**WRITTEN PROBLEM:** Copy the lines below verbatim, from the line with "trace: river" to the line with "Trace every instance of the river.", both included.

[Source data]
------------------------------------
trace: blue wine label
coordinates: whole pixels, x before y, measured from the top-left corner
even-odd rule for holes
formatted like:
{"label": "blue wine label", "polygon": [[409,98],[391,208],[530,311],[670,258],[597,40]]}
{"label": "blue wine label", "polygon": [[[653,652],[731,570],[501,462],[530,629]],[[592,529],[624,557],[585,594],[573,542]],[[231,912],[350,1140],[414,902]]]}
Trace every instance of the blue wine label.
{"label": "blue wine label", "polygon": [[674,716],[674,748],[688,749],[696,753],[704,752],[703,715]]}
------------------------------------
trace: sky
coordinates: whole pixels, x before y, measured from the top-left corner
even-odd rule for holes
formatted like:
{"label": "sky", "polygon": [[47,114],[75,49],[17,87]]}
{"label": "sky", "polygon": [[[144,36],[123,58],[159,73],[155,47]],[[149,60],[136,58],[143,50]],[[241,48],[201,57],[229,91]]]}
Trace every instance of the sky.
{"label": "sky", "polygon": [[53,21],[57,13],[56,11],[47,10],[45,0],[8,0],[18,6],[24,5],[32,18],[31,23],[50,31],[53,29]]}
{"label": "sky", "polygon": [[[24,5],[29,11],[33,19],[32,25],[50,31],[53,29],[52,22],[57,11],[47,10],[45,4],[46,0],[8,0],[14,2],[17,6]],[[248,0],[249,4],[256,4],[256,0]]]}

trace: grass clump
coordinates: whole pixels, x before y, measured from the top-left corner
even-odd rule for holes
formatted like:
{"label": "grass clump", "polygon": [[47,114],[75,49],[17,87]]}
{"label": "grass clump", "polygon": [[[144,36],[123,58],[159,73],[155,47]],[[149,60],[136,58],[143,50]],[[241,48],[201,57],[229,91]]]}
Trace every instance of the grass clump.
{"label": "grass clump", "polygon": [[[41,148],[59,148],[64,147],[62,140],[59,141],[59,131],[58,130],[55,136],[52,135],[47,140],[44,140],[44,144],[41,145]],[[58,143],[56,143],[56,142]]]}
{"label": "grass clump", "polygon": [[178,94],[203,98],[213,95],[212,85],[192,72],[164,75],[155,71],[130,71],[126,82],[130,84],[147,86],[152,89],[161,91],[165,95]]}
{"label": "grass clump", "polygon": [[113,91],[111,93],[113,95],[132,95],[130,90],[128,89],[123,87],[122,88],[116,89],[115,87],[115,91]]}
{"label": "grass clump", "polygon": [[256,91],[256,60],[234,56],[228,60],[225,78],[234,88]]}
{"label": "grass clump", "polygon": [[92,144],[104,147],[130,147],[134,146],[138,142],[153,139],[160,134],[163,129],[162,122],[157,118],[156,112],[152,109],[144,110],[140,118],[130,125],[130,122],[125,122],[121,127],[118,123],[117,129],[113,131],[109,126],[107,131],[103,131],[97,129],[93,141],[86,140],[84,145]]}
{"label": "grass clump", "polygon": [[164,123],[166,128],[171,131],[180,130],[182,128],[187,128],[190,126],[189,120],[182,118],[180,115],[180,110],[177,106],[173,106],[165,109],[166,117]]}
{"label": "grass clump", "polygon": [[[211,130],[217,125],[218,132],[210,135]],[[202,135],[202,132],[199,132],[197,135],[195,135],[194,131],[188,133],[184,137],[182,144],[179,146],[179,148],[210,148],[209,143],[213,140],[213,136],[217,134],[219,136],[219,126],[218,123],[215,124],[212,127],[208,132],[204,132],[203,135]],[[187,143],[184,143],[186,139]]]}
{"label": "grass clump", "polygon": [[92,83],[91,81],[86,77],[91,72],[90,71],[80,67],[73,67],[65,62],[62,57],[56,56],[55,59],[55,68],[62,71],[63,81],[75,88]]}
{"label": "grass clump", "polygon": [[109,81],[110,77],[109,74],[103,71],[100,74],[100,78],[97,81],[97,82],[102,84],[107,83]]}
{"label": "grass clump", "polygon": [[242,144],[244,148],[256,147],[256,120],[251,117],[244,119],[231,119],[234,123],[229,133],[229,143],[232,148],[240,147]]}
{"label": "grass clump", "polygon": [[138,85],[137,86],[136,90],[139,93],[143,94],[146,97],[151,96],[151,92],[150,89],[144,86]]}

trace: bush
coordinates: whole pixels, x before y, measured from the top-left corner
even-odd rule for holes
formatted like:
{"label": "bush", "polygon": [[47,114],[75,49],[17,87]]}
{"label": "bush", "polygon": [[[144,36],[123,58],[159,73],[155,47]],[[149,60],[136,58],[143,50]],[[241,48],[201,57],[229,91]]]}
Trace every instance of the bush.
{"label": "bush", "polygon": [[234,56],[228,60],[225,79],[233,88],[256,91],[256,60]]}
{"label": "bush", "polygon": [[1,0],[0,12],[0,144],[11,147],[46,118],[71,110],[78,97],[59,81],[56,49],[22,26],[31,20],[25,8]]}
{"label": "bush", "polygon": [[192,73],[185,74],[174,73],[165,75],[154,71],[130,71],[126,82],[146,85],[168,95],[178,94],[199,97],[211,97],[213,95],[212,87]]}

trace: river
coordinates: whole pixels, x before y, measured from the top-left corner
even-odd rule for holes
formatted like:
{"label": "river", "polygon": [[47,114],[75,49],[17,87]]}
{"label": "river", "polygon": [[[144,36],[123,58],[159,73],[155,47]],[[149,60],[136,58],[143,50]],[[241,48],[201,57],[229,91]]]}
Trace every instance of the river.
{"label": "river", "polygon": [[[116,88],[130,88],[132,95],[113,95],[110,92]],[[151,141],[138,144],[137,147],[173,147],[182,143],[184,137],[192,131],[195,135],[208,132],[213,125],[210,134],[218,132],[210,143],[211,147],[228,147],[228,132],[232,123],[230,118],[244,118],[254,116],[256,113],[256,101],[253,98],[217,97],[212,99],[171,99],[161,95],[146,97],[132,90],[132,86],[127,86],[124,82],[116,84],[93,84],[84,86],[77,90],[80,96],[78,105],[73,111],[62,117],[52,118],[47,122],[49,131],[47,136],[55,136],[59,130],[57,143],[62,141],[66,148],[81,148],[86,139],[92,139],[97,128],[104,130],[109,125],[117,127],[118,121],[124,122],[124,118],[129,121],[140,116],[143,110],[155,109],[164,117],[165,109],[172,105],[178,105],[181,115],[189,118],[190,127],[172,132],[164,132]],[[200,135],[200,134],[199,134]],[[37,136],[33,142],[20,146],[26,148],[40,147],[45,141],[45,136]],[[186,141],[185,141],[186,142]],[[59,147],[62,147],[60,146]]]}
------------------------------------
**FINISHED EXERCISE:**
trace: river
coordinates: whole pixels, x before y, measured from the top-left corner
even-odd rule for holes
formatted like:
{"label": "river", "polygon": [[47,114],[75,49],[17,87]]}
{"label": "river", "polygon": [[[144,36],[123,58],[159,73],[155,47]],[[149,60],[136,58],[143,50]],[[241,48],[201,57],[229,91]]]}
Trace every instance of the river.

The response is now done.